[Task details] Rescale the rows from the line holding "Identify every instance of the tattooed" through the line holding "x=493 y=410", inclusive. Write all of those lines out again, requests included, with each x and y coordinate in the answers multiplied by 1.2 and rounded to a whole number, halves rounding up.

[Task inputs]

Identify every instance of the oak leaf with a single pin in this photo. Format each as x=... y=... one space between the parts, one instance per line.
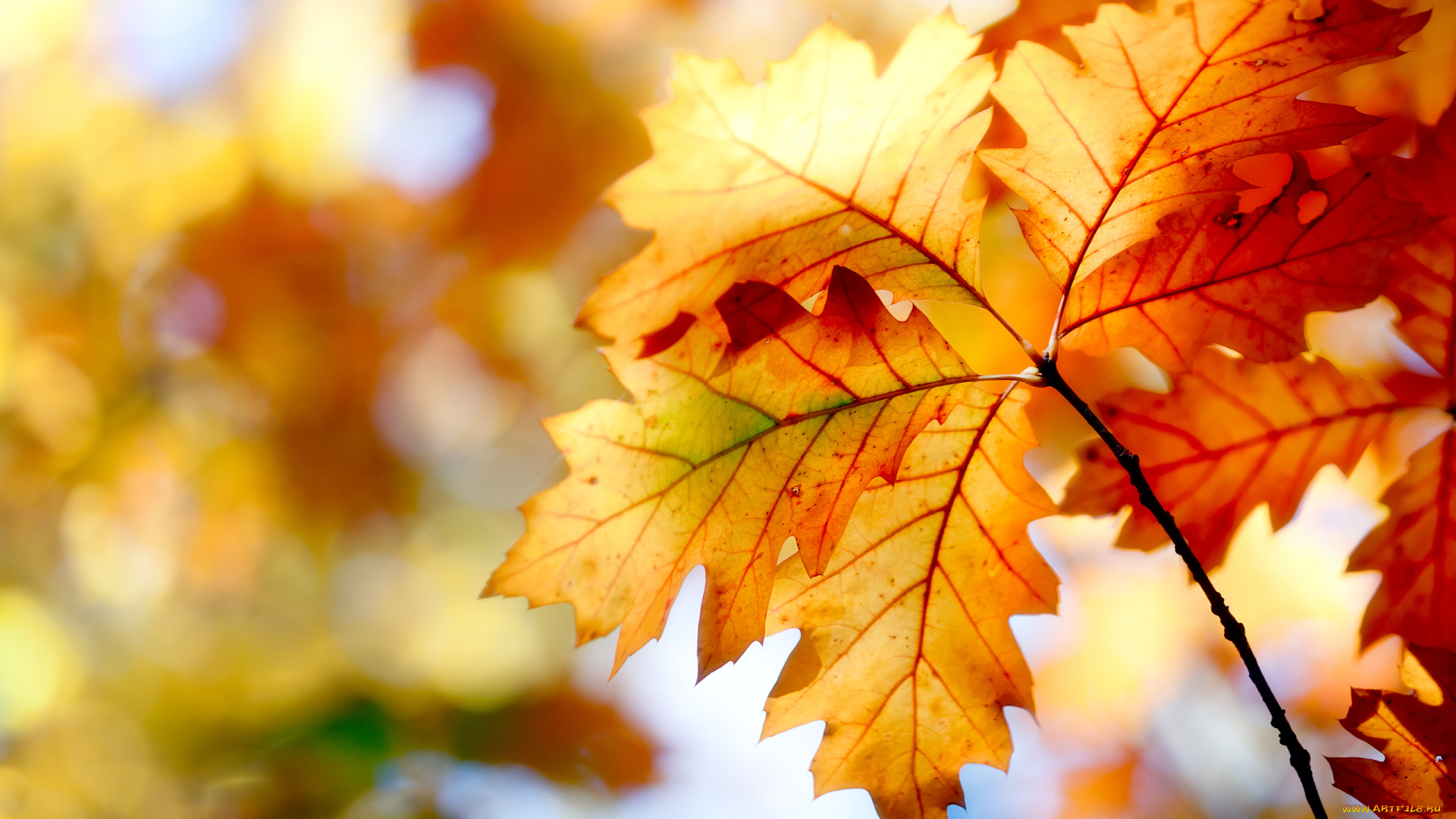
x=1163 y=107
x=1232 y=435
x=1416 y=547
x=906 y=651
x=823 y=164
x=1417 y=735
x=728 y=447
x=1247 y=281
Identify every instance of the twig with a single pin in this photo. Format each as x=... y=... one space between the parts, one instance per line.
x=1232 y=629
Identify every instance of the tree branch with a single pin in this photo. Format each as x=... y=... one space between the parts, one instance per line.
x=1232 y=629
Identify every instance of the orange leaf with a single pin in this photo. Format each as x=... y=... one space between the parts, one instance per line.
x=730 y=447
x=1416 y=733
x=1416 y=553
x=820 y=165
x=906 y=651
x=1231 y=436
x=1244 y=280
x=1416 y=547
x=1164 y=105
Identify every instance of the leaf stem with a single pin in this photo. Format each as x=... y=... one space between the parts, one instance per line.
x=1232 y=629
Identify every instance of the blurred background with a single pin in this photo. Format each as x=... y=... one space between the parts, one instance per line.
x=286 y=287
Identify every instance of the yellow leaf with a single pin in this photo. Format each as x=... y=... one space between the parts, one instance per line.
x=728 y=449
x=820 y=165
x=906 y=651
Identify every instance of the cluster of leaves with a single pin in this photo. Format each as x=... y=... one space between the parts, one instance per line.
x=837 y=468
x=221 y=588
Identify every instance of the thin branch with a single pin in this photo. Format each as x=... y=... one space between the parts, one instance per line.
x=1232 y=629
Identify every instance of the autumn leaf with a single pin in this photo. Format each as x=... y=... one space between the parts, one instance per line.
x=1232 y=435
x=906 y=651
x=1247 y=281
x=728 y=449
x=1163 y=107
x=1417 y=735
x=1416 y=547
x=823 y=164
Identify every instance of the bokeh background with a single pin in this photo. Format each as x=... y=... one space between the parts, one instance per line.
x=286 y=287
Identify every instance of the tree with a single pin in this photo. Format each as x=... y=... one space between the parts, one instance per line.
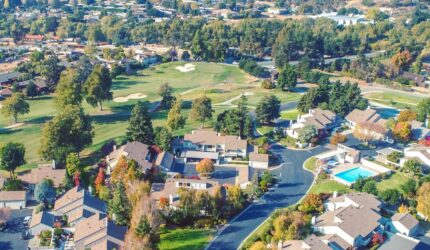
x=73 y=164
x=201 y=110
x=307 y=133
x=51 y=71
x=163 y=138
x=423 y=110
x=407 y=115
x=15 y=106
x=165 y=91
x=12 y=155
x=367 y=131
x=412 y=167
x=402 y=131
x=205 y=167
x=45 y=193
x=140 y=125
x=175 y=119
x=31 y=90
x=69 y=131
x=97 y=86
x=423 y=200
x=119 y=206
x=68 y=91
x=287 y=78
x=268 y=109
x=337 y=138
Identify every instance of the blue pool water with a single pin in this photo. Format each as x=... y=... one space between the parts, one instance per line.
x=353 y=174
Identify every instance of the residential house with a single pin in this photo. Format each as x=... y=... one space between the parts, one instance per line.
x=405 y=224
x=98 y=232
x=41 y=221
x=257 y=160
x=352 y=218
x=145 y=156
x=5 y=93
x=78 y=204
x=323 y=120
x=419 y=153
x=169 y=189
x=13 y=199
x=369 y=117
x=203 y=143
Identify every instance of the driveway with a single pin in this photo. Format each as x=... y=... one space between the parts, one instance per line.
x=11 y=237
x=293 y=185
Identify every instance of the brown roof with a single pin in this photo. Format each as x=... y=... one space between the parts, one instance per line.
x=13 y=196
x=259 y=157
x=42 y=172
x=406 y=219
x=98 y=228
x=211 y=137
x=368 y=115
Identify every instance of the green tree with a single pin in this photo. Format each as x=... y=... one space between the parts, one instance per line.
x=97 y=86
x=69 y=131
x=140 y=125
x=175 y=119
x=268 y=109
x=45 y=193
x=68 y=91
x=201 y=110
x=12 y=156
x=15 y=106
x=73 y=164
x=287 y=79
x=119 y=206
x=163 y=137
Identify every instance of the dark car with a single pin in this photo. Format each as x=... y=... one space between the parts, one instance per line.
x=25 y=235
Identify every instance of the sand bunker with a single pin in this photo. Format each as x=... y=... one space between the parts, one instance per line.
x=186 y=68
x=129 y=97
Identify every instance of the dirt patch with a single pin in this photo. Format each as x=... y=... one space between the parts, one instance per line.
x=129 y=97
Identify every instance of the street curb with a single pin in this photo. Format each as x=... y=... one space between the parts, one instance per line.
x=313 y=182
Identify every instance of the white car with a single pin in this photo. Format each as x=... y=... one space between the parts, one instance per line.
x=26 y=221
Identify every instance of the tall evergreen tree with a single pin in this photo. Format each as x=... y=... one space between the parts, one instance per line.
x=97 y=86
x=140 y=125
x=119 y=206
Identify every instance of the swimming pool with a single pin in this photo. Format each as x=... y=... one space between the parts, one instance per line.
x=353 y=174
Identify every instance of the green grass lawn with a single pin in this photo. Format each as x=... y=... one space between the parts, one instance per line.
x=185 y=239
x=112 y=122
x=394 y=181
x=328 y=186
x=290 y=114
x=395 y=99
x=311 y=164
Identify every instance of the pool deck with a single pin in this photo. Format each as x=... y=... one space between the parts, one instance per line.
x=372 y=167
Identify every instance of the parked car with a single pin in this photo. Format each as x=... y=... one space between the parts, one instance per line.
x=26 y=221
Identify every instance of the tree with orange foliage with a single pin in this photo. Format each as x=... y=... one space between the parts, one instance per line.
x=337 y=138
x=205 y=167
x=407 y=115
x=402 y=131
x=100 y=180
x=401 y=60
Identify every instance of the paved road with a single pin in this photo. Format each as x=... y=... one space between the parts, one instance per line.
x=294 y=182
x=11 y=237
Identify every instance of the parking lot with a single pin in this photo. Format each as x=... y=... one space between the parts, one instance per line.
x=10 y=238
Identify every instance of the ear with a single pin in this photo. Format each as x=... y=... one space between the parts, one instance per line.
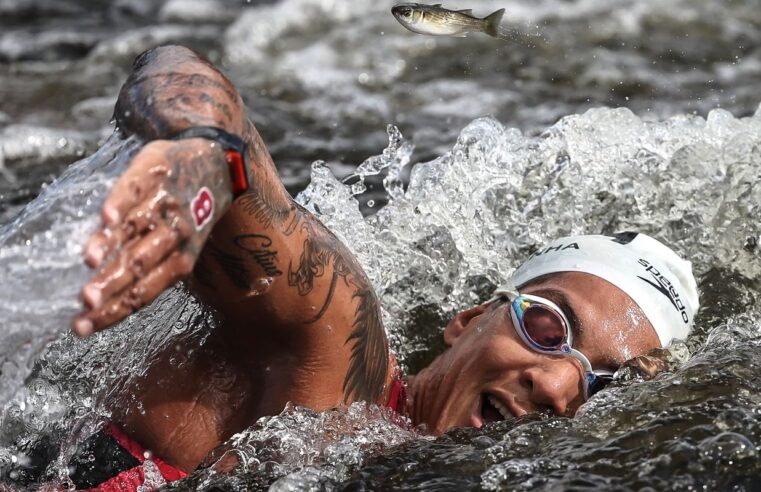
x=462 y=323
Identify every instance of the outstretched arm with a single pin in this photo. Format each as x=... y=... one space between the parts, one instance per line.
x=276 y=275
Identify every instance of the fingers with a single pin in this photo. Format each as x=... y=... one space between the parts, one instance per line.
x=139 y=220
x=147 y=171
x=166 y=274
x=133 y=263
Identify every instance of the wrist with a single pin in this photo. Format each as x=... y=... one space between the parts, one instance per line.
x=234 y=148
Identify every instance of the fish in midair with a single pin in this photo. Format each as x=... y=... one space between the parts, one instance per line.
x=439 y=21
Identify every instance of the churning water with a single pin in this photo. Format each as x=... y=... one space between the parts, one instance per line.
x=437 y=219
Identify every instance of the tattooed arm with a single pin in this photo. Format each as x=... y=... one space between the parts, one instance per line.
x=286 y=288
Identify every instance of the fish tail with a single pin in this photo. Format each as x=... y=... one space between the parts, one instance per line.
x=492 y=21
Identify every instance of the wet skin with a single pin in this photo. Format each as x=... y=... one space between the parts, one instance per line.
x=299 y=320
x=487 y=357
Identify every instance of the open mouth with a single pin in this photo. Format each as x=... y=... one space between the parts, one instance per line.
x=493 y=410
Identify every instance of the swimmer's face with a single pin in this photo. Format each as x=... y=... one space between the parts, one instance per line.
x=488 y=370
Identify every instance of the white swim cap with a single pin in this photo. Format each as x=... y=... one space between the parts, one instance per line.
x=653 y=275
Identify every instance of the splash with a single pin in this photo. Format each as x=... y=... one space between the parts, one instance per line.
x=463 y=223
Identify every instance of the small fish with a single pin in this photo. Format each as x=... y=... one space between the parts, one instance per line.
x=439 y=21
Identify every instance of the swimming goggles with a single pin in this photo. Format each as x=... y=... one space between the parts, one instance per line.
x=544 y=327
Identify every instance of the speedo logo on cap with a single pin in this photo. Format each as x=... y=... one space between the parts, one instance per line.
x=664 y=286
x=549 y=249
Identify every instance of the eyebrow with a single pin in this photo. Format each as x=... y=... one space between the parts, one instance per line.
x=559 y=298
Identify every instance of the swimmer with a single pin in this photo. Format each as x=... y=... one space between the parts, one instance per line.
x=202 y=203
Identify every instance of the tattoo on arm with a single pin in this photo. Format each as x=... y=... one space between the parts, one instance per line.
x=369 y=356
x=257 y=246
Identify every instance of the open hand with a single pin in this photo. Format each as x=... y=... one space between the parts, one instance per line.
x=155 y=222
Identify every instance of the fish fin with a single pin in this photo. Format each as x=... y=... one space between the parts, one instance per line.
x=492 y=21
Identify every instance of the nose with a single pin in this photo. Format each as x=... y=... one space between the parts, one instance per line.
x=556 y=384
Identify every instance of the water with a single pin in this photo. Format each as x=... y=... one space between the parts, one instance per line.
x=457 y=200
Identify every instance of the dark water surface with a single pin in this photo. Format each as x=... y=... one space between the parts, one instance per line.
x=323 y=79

[Written reply]
Identify every instance of the tattooed arm with a single pin in this photo. Format each as x=... y=... one space between the parts, one instance per line.
x=343 y=346
Identify every instance of the fish tail with a single pin in this photo. Format each as x=... y=... one space between the parts, one instance per line.
x=590 y=25
Identify every instance of the wet skin with a single pin in this photo. Format each as x=... y=... one space between the parts, one instance per line.
x=359 y=384
x=584 y=428
Identify every instance of the open mouth with a single pin in this photo. Format each as x=... y=... one space between the parts, one instance per line.
x=592 y=492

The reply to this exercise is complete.